**CONSIGNA 1**
Por favor, reproduce sin cambios el fragmento del texto seleccionado que empieza en "En el marco" y sigue hasta "a la prensa.".

**TEXTO SELECCIONADO**
● ● ● ●

En el marco del Día Internacional para Poner Fin a la Impunidad de los Crímenes contra Periodistas la legislación para su protección ni siquiera cumple con el mínimo de distinguir la actividad periodística del resto de acciones relacionadas con publicar lo que sea en donde se pueda, menos aún con brindar seguridad

Israel Martínez Macedo / @Mega_IsraelMtz

En México el 2 de noviembre es un día de celebración, de fiesta, de recuerdo a quienes ya no están entre los vivos y que por esta única ocasión pueden regresan en espíritu para visitar a sus familiares y amigos quienes les ofrendan viandas que puedan disfrutar y, quizás, hasta llevarse “al más allá”. Para el resto del mundo es el Día Internacional para Poner Fin a la Impunidad de los Crímenes contra Periodistas. Macabra ironía que en nuestro país el Día de Muertos sea también el día para combatir la impunidad a las agresiones a la prensa.

● ● ● ●

**FILAS MOSTRADAS**
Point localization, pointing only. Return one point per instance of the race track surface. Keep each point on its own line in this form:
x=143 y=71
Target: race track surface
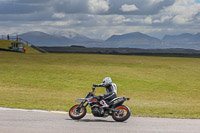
x=15 y=121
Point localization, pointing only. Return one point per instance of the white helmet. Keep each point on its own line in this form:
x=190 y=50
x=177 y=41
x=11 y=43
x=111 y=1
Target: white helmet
x=107 y=80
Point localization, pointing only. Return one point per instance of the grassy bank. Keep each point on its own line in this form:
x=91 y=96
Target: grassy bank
x=157 y=86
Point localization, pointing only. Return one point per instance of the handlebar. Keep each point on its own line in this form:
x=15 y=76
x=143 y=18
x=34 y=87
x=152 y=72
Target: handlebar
x=93 y=89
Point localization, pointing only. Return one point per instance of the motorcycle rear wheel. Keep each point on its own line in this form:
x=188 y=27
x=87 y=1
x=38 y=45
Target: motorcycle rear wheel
x=76 y=114
x=123 y=114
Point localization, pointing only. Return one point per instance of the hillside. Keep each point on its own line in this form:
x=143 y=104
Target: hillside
x=157 y=86
x=5 y=44
x=44 y=39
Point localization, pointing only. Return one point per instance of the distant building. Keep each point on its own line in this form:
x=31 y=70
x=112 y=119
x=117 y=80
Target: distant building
x=18 y=47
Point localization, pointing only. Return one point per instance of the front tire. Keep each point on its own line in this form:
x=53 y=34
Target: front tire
x=123 y=114
x=76 y=113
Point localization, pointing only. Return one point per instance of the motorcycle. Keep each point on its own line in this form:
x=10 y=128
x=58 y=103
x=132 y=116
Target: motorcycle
x=117 y=110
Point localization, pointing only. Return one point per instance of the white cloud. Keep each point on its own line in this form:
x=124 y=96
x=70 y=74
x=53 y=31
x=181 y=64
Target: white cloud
x=58 y=15
x=98 y=6
x=155 y=1
x=148 y=20
x=128 y=8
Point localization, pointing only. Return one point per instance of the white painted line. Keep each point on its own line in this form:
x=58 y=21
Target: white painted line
x=26 y=110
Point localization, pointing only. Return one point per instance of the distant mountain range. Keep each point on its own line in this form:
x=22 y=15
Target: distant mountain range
x=130 y=40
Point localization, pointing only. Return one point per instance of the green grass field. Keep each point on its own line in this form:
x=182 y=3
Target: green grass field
x=5 y=44
x=157 y=86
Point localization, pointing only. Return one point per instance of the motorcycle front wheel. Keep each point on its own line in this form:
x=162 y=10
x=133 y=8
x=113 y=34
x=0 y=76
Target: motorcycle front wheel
x=122 y=114
x=77 y=113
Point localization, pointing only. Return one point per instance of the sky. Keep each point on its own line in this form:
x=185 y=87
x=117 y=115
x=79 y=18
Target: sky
x=100 y=18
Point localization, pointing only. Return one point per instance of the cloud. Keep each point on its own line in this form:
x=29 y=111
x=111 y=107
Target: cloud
x=100 y=18
x=98 y=6
x=128 y=8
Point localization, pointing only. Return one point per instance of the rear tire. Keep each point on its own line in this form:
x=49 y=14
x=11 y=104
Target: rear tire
x=75 y=114
x=123 y=114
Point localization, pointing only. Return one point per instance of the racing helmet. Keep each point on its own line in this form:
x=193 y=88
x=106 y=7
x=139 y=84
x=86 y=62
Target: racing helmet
x=107 y=80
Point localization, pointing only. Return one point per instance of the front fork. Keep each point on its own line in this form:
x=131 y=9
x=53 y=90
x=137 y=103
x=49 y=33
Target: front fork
x=81 y=105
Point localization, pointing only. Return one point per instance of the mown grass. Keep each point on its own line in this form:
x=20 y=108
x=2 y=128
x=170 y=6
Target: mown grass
x=157 y=86
x=5 y=44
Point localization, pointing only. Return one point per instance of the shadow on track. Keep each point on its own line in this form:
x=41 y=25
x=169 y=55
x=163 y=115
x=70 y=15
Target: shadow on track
x=94 y=120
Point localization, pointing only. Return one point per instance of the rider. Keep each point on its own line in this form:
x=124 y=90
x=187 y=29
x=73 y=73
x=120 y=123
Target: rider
x=111 y=89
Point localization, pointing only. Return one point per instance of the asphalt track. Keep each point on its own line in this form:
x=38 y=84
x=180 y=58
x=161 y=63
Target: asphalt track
x=24 y=121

● ● ● ●

**CONSIGNA 2**
Cambia "motorcycle" por "scooter" en las líneas de las filas que van desde la que contiene "of the motorcycle." hasta la que contiene "x=117 y=110", ambas incluidas. Devuelve solo esas líneas, con todo lo demás igual.

**RESULTADO DEL EJERCICIO 1**
En el marco del Día Internacional para Poner Fin a la Impunidad de los Crímenes contra Periodistas la legislación para su protección ni siquiera cumple con el mínimo de distinguir la actividad periodística del resto de acciones relacionadas con publicar lo que sea en donde se pueda, menos aún con brindar seguridad

Israel Martínez Macedo / @Mega_IsraelMtz

En México el 2 de noviembre es un día de celebración, de fiesta, de recuerdo a quienes ya no están entre los vivos y que por esta única ocasión pueden regresan en espíritu para visitar a sus familiares y amigos quienes les ofrendan viandas que puedan disfrutar y, quizás, hasta llevarse “al más allá”. Para el resto del mundo es el Día Internacional para Poner Fin a la Impunidad de los Crímenes contra Periodistas. Macabra ironía que en nuestro país el Día de Muertos sea también el día para combatir la impunidad a las agresiones a la prensa.

**RESULTADO DEL EJERCICIO 2**
Point localization, pointing only. Return one point per instance of the scooter. Keep each point on its own line in this form:
x=10 y=128
x=58 y=103
x=132 y=116
Target: scooter
x=117 y=110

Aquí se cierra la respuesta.